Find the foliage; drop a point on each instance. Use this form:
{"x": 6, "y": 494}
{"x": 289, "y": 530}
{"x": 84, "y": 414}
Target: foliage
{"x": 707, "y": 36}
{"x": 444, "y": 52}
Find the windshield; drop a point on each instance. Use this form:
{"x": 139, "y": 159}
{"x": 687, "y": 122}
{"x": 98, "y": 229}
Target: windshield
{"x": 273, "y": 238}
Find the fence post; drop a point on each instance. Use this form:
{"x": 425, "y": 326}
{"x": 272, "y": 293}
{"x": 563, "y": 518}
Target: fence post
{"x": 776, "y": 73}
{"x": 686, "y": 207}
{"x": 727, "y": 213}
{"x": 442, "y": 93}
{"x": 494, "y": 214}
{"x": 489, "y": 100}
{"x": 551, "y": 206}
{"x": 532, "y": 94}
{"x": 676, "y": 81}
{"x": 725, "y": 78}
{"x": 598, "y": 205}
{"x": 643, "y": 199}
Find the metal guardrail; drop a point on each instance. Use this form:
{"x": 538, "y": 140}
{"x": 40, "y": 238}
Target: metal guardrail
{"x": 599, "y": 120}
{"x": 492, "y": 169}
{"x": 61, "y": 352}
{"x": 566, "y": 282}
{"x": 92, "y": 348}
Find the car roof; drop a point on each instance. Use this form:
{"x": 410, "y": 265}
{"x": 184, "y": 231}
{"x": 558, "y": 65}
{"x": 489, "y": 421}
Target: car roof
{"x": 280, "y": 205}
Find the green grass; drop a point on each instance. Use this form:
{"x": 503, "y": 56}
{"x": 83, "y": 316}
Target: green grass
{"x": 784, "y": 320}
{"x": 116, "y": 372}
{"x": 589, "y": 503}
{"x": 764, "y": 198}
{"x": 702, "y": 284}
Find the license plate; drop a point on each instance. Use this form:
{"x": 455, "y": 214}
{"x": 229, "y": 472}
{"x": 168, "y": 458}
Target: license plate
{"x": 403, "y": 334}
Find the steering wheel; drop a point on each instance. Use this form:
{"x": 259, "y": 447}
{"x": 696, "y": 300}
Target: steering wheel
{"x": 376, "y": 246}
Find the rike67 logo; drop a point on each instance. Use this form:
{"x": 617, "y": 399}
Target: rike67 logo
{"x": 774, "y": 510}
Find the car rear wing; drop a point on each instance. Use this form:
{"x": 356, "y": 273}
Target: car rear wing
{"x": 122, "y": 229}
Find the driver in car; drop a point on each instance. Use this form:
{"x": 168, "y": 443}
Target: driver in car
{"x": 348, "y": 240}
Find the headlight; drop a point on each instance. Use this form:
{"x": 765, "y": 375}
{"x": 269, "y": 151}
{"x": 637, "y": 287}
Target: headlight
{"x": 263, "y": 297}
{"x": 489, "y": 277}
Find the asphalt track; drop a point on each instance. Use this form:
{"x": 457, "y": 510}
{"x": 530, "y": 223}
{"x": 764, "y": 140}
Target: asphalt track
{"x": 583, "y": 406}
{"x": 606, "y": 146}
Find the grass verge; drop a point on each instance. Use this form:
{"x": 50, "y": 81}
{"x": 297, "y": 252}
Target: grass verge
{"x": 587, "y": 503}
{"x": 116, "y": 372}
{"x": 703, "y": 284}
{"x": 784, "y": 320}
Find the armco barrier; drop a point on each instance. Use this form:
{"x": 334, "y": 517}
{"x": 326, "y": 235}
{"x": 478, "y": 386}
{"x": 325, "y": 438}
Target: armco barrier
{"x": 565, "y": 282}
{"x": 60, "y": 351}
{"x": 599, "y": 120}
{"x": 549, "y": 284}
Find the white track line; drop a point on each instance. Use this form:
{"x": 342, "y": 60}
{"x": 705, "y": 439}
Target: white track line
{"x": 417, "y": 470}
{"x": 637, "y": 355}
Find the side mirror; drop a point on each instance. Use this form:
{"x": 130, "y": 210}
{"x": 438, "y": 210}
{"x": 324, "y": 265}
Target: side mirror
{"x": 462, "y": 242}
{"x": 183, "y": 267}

────────────────────────────────────────

## Written instruction
Rewrite the rows from the line with "Find the asphalt" up to and including the last line of the rows, putting "crash barrier" wherever "armco barrier" appears and changing nothing else.

## Answer
Find the asphalt track; drop a point on each instance. Use this form:
{"x": 457, "y": 510}
{"x": 530, "y": 223}
{"x": 764, "y": 140}
Target: asphalt track
{"x": 583, "y": 406}
{"x": 606, "y": 146}
Find the grass verge; drop a point on each instance. Use this form:
{"x": 50, "y": 81}
{"x": 297, "y": 252}
Target: grass verge
{"x": 587, "y": 503}
{"x": 116, "y": 372}
{"x": 703, "y": 284}
{"x": 784, "y": 320}
Find the crash barrier; drop a point on each instance. Use this form:
{"x": 334, "y": 517}
{"x": 326, "y": 235}
{"x": 478, "y": 386}
{"x": 325, "y": 438}
Target: crash barrier
{"x": 565, "y": 282}
{"x": 60, "y": 351}
{"x": 599, "y": 120}
{"x": 549, "y": 284}
Find the white track line; drop a point on each instance. Use this form:
{"x": 342, "y": 60}
{"x": 705, "y": 439}
Target: white track line
{"x": 417, "y": 470}
{"x": 637, "y": 355}
Find the side mirror; drop a point on each instance. Use this form:
{"x": 130, "y": 210}
{"x": 438, "y": 210}
{"x": 324, "y": 265}
Target: side mirror
{"x": 462, "y": 242}
{"x": 183, "y": 267}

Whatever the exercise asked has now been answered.